Object pointing dataset rows

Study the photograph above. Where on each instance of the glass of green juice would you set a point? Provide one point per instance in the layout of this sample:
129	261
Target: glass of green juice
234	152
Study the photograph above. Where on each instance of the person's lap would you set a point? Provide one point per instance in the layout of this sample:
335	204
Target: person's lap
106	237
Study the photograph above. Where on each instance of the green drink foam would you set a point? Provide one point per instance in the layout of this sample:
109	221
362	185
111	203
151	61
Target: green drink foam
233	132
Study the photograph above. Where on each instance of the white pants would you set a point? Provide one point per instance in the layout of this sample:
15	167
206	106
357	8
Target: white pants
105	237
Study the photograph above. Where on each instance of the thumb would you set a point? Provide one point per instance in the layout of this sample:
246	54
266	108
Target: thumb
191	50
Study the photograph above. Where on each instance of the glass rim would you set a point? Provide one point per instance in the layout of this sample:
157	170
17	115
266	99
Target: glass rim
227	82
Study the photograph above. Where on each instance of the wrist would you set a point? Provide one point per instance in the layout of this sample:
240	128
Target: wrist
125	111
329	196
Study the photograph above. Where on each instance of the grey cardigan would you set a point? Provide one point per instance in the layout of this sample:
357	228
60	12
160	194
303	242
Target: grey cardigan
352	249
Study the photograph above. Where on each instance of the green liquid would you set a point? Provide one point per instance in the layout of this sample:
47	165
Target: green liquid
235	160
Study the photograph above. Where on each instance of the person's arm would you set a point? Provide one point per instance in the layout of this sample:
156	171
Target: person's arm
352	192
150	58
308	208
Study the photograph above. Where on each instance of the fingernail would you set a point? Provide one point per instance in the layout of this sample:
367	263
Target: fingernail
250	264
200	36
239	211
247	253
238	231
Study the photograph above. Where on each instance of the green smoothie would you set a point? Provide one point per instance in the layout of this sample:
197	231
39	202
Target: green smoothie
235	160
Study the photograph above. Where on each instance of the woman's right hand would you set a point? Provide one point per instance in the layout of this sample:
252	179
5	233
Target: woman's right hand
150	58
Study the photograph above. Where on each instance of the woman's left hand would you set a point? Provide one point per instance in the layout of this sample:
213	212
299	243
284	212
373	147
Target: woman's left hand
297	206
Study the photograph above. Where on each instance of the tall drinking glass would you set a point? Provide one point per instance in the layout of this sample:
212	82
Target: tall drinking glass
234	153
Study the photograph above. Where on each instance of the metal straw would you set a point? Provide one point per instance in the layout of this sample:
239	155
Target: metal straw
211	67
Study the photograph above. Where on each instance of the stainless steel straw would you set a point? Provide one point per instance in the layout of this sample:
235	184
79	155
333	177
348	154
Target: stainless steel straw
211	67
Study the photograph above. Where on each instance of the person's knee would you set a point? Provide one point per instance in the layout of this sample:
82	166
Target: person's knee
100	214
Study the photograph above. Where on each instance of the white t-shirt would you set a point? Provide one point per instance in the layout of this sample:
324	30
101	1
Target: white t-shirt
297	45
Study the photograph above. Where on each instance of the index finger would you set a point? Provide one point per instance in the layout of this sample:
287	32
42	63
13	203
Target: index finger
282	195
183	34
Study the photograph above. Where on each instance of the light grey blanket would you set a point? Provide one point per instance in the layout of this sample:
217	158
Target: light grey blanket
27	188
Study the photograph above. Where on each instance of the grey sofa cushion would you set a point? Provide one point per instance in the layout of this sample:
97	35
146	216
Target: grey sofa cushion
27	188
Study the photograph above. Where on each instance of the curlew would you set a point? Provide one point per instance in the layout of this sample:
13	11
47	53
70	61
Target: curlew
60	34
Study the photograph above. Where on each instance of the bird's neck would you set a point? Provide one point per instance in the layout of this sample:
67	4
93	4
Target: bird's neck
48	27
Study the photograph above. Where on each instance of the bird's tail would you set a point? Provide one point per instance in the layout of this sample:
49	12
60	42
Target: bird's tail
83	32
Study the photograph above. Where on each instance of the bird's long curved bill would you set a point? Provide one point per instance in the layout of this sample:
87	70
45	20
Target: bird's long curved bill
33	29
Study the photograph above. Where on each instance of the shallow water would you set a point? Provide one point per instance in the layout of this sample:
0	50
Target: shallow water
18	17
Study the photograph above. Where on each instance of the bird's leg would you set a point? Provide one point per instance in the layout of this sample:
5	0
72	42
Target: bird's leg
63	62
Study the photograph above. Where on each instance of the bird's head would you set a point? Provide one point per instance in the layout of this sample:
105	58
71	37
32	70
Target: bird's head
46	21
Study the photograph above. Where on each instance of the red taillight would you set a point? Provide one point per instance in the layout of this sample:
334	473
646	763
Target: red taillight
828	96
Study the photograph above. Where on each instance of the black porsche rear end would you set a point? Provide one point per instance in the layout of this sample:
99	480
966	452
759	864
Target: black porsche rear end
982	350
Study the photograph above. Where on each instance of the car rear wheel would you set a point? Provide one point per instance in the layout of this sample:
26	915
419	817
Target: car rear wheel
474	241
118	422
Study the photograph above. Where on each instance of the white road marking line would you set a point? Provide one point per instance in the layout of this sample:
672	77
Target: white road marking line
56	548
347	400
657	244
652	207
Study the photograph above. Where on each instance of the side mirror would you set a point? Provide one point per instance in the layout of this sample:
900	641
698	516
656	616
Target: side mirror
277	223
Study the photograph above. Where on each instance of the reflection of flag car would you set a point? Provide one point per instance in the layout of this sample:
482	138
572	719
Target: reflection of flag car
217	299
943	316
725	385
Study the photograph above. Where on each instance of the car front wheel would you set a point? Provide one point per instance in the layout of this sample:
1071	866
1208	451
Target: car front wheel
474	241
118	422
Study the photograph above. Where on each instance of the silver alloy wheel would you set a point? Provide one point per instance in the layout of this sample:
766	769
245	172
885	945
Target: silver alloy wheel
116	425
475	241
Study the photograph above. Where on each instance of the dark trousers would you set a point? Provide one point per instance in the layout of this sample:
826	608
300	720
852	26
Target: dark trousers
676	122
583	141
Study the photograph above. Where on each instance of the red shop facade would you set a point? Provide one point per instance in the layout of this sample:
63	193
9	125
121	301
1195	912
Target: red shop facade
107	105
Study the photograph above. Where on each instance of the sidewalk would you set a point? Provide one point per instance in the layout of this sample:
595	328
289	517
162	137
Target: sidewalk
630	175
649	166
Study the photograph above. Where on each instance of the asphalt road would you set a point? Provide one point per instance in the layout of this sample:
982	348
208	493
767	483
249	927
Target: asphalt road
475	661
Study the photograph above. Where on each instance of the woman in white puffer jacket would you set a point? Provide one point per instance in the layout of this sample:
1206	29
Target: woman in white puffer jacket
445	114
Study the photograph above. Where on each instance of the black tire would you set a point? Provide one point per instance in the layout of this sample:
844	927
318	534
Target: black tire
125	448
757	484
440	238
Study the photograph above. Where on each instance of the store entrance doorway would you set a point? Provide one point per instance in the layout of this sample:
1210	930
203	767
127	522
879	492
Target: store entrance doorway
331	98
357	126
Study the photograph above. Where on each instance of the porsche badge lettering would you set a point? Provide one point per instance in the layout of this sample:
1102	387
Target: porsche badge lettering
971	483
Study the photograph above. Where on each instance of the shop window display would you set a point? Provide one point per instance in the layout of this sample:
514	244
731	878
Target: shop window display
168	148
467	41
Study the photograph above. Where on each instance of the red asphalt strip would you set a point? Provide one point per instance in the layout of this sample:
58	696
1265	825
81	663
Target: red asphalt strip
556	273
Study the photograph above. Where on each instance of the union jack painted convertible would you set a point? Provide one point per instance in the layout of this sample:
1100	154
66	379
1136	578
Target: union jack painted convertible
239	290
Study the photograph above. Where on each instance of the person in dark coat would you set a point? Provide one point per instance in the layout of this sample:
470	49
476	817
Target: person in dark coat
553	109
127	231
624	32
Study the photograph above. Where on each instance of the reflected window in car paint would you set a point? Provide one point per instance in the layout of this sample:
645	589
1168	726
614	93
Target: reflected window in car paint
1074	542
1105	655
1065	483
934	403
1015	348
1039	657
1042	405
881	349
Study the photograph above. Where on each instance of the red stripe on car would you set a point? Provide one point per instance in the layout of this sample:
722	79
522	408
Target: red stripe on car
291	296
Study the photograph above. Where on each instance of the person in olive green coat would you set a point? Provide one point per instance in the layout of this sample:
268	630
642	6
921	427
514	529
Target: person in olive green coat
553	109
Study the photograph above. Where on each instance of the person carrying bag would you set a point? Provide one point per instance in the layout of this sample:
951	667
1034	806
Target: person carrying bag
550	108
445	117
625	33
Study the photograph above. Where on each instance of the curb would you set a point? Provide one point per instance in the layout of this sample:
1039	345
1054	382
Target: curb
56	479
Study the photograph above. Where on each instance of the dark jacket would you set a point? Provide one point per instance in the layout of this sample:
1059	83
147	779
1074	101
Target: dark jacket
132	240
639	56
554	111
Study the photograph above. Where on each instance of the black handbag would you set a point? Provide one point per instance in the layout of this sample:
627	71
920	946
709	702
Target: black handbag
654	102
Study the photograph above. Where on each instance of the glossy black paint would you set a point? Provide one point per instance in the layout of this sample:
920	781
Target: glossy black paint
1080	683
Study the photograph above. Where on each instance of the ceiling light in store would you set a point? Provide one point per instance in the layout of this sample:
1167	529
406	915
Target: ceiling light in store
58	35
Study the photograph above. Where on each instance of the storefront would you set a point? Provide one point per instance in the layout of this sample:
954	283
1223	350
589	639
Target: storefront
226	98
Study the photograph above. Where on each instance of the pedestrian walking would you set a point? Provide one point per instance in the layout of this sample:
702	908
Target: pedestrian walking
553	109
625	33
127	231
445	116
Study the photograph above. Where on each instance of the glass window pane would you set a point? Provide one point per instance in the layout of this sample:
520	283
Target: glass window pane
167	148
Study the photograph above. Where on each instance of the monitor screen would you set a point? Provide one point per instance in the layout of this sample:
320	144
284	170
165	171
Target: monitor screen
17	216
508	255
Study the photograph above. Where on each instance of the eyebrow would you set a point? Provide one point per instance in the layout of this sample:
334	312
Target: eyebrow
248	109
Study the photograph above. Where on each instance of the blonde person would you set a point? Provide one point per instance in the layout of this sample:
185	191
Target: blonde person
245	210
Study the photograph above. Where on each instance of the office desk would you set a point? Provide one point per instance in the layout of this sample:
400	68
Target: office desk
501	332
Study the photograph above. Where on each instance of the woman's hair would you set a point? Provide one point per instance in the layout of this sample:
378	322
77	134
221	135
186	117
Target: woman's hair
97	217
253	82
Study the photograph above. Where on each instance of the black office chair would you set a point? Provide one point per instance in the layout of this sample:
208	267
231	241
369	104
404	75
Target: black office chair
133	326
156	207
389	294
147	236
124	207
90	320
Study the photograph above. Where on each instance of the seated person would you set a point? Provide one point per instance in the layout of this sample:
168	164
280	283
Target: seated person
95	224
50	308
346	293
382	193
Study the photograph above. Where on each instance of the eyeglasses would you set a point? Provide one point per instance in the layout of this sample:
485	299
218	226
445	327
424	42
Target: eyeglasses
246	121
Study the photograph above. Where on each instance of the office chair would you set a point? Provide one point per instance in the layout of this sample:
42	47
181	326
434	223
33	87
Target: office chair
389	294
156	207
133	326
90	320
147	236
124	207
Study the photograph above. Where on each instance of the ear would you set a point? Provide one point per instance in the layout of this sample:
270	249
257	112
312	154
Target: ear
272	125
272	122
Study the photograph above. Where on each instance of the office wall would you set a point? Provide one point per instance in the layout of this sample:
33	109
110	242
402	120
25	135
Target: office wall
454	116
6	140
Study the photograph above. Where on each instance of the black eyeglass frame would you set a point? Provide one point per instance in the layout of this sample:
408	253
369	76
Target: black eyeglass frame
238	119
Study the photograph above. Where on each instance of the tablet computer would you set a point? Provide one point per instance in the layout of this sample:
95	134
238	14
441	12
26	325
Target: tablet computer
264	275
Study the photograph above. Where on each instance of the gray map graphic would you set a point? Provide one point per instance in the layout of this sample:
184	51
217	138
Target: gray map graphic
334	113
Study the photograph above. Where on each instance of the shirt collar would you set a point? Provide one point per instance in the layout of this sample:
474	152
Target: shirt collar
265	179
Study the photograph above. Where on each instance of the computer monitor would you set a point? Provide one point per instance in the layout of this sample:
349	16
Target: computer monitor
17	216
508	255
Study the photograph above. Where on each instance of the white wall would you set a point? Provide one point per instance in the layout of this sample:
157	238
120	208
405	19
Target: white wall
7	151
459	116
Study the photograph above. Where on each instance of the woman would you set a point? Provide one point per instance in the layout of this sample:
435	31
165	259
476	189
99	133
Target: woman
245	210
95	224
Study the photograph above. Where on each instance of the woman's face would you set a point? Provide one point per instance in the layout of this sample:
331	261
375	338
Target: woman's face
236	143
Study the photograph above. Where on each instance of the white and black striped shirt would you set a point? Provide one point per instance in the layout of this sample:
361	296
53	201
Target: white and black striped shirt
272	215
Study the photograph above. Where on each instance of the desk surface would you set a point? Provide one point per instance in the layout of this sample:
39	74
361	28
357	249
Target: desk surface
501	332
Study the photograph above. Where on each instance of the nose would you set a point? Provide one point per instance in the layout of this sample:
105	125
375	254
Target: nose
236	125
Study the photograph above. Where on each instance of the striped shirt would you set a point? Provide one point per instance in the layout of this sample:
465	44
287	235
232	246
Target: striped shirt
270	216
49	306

THE EXERCISE:
Locate "Study the photograph above. Where on each instance of the desk" in the material, then quote the line that contains it and all lines after it through the final one.

FINAL RESULT:
Study the photograph above. Where on each instance of the desk surface would you set a point? Provide one point per instance in the layout of this sample:
39	74
361	28
357	249
Target: desk surface
501	332
Study the photograph above. Where on each instance of the nose would you set a point? Provide one point per instance in the layout of this sample:
105	125
375	254
Target: nose
236	125
Study the photograph above. Where on each instance of the striped shirt would you set a point? Provide one point per instance in the layout of this sample:
465	44
287	235
232	246
Target: striped shirt
270	216
49	306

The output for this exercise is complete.